### YOUR ASSIGNMENT
Reproduce, character for character, the entries from their opening line through the line with "outline bus window frame".

----- EXTRACTED DATA -----

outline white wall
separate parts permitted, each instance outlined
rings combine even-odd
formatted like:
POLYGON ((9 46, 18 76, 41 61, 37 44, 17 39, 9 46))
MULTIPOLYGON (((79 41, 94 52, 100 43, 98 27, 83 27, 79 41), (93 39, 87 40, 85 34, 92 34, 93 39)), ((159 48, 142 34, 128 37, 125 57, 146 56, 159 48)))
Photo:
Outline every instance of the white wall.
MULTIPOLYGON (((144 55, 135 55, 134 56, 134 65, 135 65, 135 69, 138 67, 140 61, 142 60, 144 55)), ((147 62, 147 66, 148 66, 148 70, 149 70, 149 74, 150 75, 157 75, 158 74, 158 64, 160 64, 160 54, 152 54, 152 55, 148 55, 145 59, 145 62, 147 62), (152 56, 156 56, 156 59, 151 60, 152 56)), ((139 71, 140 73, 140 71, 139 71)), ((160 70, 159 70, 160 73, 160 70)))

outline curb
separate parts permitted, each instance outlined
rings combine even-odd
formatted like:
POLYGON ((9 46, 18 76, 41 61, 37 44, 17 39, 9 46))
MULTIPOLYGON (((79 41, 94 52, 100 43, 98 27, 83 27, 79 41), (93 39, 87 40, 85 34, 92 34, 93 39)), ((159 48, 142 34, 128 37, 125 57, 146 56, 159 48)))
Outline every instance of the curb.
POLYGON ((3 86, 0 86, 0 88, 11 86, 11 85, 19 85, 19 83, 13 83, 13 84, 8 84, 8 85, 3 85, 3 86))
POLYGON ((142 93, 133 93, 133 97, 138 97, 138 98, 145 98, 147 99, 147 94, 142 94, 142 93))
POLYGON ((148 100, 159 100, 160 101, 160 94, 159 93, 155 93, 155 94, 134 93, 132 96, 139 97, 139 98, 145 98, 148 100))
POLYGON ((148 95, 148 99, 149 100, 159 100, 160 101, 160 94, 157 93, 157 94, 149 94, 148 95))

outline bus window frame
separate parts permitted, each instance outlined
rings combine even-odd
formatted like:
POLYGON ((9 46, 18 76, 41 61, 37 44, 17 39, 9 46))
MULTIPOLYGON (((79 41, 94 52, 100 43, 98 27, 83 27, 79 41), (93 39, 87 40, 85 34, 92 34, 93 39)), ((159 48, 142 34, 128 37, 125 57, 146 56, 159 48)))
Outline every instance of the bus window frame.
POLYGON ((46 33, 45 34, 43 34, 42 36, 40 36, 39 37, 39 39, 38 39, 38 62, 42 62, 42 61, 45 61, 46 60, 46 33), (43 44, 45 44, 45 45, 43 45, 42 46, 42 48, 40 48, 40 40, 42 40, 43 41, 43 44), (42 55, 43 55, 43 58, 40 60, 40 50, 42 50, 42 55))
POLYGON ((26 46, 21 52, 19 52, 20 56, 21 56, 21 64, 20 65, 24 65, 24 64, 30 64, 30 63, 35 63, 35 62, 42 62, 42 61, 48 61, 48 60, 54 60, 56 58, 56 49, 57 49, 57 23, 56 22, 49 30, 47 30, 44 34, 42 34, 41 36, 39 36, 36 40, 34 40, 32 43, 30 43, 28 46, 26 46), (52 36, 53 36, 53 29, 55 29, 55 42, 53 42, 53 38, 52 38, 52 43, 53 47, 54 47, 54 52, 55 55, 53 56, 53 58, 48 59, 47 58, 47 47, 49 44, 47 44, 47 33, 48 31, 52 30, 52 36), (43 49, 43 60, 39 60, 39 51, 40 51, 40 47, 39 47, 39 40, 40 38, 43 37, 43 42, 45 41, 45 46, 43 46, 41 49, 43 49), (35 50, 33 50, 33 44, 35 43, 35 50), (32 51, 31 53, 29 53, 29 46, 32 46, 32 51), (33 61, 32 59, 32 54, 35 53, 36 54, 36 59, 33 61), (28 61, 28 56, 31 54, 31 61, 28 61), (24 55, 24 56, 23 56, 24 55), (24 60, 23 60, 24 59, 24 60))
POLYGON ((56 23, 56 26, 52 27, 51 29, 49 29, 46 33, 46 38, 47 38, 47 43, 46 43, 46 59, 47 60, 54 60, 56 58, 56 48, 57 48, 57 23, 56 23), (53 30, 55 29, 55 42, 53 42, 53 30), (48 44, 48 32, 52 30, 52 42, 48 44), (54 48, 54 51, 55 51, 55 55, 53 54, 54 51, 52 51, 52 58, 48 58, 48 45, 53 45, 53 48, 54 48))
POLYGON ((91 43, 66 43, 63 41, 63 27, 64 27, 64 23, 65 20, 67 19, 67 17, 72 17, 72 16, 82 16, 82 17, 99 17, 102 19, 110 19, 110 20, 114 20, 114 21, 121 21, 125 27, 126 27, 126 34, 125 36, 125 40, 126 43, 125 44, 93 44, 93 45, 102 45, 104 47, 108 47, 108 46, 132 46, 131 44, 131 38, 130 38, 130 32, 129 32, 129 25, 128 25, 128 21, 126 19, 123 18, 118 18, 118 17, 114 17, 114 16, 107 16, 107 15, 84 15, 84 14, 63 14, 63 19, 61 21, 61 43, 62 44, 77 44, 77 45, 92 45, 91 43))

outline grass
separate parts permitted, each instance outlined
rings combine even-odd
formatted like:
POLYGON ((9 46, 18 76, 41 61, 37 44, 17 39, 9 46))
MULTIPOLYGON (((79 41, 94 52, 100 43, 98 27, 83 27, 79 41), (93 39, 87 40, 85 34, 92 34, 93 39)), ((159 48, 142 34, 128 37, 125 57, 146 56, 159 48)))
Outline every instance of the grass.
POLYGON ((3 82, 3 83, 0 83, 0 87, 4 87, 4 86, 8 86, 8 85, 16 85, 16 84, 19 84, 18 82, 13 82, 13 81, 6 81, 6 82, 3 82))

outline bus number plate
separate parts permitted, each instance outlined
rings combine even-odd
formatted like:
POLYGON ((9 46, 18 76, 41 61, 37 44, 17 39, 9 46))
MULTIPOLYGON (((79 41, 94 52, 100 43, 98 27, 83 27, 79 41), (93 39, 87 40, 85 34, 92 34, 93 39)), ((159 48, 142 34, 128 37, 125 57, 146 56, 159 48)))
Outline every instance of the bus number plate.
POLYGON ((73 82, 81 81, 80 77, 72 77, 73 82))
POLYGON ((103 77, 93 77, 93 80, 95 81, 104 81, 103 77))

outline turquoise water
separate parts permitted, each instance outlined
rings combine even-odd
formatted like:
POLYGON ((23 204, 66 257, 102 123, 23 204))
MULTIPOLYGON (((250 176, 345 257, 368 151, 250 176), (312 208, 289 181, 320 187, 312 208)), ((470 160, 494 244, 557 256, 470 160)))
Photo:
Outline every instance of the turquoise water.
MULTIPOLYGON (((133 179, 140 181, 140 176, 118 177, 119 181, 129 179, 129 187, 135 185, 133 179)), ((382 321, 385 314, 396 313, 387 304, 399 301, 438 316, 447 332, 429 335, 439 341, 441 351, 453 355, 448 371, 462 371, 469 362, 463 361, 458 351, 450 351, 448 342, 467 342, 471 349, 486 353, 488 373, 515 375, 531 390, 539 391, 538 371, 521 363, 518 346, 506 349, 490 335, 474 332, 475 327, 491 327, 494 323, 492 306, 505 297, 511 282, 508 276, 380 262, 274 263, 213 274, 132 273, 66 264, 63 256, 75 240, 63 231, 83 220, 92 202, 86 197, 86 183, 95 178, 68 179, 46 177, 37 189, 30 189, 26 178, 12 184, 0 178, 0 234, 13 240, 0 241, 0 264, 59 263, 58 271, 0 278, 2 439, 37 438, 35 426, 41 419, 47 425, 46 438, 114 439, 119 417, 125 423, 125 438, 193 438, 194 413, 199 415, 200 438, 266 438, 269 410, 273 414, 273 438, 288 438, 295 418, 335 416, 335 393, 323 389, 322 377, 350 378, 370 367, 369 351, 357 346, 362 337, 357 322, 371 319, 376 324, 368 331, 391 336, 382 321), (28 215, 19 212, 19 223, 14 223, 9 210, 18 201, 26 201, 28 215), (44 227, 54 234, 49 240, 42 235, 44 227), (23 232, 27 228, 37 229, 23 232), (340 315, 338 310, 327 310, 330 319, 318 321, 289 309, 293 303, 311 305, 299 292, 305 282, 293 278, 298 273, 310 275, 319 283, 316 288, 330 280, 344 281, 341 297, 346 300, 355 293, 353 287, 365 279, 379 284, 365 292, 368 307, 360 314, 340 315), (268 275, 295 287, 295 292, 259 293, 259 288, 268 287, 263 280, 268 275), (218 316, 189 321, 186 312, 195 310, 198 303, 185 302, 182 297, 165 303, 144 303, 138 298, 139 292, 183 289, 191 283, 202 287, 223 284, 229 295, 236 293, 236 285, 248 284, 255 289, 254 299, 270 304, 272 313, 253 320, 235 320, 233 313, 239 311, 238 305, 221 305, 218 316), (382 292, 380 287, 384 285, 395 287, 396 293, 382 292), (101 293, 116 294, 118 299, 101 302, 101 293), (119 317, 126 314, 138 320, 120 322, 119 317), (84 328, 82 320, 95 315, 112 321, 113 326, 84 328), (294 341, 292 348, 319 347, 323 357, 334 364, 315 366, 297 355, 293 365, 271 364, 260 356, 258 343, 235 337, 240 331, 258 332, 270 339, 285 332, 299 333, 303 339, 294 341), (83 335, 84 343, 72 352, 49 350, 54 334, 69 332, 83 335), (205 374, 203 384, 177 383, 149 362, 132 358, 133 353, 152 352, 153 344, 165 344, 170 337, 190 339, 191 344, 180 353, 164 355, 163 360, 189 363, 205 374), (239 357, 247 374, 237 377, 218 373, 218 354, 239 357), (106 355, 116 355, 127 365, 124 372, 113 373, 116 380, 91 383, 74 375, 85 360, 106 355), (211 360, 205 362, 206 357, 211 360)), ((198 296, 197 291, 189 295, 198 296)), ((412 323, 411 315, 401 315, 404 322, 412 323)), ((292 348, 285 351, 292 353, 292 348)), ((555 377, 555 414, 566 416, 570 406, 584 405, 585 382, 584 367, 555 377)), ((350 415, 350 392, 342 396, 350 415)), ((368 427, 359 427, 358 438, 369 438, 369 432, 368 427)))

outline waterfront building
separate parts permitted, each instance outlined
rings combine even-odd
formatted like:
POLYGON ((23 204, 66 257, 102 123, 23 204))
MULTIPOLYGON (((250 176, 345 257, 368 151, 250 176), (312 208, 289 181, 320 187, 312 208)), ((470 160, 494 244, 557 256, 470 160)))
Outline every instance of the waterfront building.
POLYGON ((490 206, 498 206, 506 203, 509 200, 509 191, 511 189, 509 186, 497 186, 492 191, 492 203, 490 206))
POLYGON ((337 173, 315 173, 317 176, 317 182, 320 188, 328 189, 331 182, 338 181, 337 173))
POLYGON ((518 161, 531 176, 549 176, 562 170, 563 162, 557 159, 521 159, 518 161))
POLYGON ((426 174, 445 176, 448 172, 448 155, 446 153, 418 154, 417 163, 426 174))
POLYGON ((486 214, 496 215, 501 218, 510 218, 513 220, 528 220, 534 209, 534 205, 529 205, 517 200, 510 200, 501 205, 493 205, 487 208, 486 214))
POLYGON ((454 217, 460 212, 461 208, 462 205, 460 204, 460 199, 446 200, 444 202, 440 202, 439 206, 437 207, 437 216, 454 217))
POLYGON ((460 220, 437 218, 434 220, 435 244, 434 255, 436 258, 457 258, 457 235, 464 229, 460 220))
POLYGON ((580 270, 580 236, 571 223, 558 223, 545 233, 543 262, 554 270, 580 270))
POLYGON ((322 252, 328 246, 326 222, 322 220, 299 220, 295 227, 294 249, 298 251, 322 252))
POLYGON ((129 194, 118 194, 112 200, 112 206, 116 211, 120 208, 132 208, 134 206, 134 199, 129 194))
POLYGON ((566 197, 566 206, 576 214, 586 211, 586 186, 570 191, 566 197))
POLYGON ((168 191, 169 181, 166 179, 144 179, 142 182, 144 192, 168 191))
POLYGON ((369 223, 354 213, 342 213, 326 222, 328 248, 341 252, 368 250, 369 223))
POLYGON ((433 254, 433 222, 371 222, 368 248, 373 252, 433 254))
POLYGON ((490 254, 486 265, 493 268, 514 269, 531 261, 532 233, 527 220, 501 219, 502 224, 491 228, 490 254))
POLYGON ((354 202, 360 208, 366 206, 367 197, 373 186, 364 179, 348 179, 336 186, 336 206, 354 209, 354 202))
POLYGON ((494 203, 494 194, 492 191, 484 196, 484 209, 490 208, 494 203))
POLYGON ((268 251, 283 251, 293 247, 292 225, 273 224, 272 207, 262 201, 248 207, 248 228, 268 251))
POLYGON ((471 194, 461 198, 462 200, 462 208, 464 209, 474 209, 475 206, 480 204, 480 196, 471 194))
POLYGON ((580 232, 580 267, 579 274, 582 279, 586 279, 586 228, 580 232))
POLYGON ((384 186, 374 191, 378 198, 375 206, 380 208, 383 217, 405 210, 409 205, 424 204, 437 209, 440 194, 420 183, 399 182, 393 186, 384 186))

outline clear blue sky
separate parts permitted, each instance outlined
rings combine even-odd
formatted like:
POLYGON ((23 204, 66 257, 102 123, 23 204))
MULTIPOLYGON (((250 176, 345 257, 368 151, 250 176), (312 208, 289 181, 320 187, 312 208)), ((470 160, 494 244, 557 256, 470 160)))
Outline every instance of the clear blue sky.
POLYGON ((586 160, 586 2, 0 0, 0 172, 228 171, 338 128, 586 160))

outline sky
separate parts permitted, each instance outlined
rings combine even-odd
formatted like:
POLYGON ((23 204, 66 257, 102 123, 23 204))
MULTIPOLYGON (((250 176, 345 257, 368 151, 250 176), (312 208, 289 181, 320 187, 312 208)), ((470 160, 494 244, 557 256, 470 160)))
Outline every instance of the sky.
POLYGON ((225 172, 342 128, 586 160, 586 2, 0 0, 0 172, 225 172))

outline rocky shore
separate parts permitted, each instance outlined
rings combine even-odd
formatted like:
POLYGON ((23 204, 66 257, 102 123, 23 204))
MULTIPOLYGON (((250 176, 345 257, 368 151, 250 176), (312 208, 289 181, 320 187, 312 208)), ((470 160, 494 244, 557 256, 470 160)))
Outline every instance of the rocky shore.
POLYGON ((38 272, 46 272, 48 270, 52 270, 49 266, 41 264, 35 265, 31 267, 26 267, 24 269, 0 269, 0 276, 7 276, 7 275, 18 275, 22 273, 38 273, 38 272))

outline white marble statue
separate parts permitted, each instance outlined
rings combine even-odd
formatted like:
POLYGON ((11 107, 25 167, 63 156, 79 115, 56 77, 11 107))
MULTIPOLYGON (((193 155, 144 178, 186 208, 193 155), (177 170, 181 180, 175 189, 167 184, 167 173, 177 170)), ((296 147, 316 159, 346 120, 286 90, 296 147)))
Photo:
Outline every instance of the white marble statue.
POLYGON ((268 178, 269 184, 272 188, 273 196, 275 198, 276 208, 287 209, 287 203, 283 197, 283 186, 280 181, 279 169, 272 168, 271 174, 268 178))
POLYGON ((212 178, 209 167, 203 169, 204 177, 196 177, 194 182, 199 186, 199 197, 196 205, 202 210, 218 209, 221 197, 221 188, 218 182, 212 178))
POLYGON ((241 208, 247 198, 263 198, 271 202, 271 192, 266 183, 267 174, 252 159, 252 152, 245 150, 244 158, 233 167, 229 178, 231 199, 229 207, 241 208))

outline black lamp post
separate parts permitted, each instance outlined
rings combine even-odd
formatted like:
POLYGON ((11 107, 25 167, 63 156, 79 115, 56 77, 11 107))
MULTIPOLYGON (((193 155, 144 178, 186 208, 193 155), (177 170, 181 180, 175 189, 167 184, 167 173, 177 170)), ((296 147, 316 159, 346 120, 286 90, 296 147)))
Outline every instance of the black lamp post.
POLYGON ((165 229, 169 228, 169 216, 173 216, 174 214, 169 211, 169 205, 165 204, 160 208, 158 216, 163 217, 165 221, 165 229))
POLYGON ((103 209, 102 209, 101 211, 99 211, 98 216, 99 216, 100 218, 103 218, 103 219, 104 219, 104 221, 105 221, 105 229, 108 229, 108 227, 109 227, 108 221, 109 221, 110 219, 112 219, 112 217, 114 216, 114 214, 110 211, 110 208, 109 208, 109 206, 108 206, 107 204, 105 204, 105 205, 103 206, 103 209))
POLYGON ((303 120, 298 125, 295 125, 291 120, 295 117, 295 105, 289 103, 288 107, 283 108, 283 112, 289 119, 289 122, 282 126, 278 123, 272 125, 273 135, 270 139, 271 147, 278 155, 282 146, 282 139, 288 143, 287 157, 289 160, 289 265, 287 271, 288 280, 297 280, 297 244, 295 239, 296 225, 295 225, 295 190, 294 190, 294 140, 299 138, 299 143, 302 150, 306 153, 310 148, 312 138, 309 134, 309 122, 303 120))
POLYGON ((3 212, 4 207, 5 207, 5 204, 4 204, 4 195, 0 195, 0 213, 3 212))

-----

### EXERCISE RESPONSE
outline white wall
separate parts permitted, each instance outlined
rings combine even-odd
formatted like:
POLYGON ((9 46, 18 76, 41 61, 37 44, 17 39, 9 46))
MULTIPOLYGON (((79 41, 94 52, 100 43, 98 27, 83 27, 79 41), (93 39, 87 40, 85 34, 92 34, 93 39)), ((159 48, 142 34, 128 37, 125 57, 146 56, 159 48)))
Photo:
Outline every instance of the white wall.
MULTIPOLYGON (((144 55, 135 55, 134 56, 134 65, 135 65, 135 69, 138 67, 140 61, 142 60, 144 55)), ((147 62, 147 66, 148 66, 148 70, 149 70, 149 74, 150 75, 157 75, 158 74, 158 64, 160 64, 160 54, 152 54, 152 55, 148 55, 145 59, 145 62, 147 62), (152 56, 156 56, 156 59, 151 60, 152 56)), ((139 71, 140 73, 140 71, 139 71)), ((160 70, 159 70, 160 73, 160 70)))

outline curb
separate parts permitted, each instance outlined
rings combine even-odd
formatted like:
POLYGON ((9 46, 18 76, 41 61, 37 44, 17 39, 9 46))
MULTIPOLYGON (((79 41, 94 52, 100 43, 98 27, 83 27, 79 41), (93 39, 87 40, 85 34, 92 34, 93 39)), ((159 48, 142 34, 128 37, 125 57, 146 56, 159 48)))
Outline every instance of the curb.
POLYGON ((3 86, 0 86, 0 88, 11 86, 11 85, 19 85, 19 83, 13 83, 13 84, 8 84, 8 85, 3 85, 3 86))
POLYGON ((142 93, 133 93, 133 97, 138 97, 138 98, 145 98, 147 99, 147 94, 142 94, 142 93))
POLYGON ((148 100, 159 100, 160 101, 160 94, 159 93, 155 93, 155 94, 134 93, 132 96, 139 97, 139 98, 145 98, 148 100))
POLYGON ((148 95, 148 99, 149 100, 159 100, 160 101, 160 94, 157 93, 157 94, 149 94, 148 95))

outline bus window frame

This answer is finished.